Exercise aim
Up to and including the line containing "pixels, x before", set down each line of the entries below exactly, starting from the first, and leave out the rest.

##### Information supplied #####

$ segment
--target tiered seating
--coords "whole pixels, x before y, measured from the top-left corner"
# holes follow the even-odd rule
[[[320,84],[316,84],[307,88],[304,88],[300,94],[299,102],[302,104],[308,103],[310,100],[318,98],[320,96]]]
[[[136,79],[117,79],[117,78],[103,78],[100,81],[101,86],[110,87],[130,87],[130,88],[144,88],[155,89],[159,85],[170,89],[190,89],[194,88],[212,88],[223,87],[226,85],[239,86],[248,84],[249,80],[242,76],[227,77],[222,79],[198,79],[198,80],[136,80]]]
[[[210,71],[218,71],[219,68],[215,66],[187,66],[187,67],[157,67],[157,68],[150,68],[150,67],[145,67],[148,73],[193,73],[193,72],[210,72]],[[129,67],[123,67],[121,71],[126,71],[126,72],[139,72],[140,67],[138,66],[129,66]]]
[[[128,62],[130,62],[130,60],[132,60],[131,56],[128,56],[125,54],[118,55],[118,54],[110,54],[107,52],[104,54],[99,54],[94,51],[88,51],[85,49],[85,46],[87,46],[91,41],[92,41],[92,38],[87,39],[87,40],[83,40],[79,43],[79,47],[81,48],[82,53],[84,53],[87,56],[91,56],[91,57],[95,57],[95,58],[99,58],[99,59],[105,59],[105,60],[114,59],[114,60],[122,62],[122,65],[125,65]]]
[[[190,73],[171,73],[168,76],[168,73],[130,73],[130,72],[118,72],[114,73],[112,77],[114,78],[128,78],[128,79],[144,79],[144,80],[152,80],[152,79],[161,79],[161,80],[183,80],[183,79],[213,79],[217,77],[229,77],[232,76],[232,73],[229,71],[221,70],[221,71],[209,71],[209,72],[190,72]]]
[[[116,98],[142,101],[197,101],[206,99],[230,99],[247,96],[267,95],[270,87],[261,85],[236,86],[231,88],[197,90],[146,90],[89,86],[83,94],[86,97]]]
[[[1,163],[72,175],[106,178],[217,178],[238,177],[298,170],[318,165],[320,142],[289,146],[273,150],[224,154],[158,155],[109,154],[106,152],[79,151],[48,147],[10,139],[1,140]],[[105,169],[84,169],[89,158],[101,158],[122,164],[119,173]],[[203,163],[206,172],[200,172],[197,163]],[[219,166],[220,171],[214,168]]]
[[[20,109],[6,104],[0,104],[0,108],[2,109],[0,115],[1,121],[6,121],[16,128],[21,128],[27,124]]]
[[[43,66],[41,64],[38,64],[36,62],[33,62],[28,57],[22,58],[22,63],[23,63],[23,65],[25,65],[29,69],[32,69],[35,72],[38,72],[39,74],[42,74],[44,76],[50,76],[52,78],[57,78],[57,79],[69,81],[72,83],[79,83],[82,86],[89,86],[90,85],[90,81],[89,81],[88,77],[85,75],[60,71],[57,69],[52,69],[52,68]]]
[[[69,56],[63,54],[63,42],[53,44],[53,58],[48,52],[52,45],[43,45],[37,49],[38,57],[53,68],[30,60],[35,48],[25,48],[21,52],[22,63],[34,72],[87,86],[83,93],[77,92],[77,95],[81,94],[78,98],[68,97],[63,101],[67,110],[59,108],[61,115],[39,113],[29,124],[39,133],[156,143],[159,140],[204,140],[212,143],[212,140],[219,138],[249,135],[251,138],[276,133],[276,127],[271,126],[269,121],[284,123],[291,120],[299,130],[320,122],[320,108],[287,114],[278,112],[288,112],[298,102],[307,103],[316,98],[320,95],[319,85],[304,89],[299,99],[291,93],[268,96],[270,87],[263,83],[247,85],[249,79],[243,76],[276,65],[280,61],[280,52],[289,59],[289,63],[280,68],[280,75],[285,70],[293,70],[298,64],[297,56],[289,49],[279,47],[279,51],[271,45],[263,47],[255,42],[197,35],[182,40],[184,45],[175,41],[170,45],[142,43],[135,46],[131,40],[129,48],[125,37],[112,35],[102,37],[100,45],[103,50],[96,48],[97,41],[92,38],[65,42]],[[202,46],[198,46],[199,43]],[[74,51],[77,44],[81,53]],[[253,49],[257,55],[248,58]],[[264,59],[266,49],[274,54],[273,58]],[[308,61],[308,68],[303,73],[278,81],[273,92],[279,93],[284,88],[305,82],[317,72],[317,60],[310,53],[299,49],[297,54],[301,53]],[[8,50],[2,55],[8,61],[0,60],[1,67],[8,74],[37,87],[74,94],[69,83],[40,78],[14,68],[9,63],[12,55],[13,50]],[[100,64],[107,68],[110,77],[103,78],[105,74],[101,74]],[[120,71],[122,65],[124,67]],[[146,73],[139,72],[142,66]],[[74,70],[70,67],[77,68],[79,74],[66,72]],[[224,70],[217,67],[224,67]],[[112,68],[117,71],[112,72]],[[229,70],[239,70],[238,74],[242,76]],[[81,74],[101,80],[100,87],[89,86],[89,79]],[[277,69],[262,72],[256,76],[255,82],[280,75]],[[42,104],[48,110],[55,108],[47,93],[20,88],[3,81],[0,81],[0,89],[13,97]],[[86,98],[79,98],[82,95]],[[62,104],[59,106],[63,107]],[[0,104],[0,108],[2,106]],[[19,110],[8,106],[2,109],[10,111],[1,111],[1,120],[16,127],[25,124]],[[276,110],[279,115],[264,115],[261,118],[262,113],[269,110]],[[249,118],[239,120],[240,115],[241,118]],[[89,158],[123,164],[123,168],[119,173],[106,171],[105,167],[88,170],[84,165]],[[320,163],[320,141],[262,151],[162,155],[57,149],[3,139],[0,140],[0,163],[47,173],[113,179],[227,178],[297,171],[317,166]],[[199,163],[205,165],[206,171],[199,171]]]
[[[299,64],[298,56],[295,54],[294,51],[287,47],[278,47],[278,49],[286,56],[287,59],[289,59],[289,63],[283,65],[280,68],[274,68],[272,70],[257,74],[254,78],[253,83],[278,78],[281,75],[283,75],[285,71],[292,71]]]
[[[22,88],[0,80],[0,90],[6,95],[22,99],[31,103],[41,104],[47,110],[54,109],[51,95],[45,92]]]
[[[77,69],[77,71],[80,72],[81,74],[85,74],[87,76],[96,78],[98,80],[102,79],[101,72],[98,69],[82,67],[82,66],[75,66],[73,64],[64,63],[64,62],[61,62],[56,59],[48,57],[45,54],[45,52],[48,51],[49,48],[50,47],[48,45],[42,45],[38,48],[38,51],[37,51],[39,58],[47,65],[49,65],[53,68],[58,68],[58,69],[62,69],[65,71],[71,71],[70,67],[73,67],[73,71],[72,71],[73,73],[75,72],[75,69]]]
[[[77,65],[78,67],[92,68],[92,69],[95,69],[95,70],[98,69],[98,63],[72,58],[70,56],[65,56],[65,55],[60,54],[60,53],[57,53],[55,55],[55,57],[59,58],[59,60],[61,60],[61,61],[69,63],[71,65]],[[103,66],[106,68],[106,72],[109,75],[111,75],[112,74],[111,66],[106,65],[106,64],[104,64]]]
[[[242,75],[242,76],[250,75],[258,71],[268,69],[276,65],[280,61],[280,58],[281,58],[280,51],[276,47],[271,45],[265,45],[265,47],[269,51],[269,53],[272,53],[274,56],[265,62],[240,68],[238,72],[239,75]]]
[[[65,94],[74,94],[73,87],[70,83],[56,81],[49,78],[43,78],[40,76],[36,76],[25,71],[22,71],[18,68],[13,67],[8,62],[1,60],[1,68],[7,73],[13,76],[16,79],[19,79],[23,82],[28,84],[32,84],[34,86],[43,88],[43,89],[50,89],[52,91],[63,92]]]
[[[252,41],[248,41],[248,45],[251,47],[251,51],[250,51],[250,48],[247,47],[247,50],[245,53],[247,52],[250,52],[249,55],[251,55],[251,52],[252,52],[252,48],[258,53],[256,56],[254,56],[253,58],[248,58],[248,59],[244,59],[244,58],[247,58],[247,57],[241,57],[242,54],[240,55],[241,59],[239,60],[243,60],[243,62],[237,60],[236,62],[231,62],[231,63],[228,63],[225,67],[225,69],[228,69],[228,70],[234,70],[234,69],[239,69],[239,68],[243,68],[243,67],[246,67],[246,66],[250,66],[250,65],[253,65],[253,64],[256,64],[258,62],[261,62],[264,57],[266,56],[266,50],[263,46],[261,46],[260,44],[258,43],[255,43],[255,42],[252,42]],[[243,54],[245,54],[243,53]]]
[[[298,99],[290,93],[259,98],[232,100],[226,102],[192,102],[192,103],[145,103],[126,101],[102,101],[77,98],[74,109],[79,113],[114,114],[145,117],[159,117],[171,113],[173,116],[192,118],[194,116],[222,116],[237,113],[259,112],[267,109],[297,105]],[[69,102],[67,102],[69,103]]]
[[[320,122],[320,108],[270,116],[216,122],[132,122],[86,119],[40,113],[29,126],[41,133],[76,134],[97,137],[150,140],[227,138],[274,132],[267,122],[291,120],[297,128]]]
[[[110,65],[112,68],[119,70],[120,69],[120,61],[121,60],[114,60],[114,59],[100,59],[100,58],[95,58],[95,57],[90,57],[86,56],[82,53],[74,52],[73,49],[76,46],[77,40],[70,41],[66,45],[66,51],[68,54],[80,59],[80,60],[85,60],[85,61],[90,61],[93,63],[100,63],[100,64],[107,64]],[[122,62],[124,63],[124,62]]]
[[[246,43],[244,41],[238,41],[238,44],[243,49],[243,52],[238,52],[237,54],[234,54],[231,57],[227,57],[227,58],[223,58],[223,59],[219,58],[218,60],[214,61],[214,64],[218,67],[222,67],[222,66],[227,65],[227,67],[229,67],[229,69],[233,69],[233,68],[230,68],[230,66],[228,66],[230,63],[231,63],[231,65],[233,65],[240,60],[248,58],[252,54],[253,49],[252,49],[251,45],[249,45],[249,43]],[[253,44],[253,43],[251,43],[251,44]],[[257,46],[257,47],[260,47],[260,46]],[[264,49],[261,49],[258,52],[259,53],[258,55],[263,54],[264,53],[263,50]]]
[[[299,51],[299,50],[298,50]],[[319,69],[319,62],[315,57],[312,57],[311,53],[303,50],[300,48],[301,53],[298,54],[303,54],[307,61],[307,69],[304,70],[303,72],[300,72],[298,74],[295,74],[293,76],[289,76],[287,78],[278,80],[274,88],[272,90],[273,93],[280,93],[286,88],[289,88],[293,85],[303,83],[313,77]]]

#####

Solution for this exercise
$ segment
--target tiered seating
--coords "whole pixels, x before y, measured from the top-left corner"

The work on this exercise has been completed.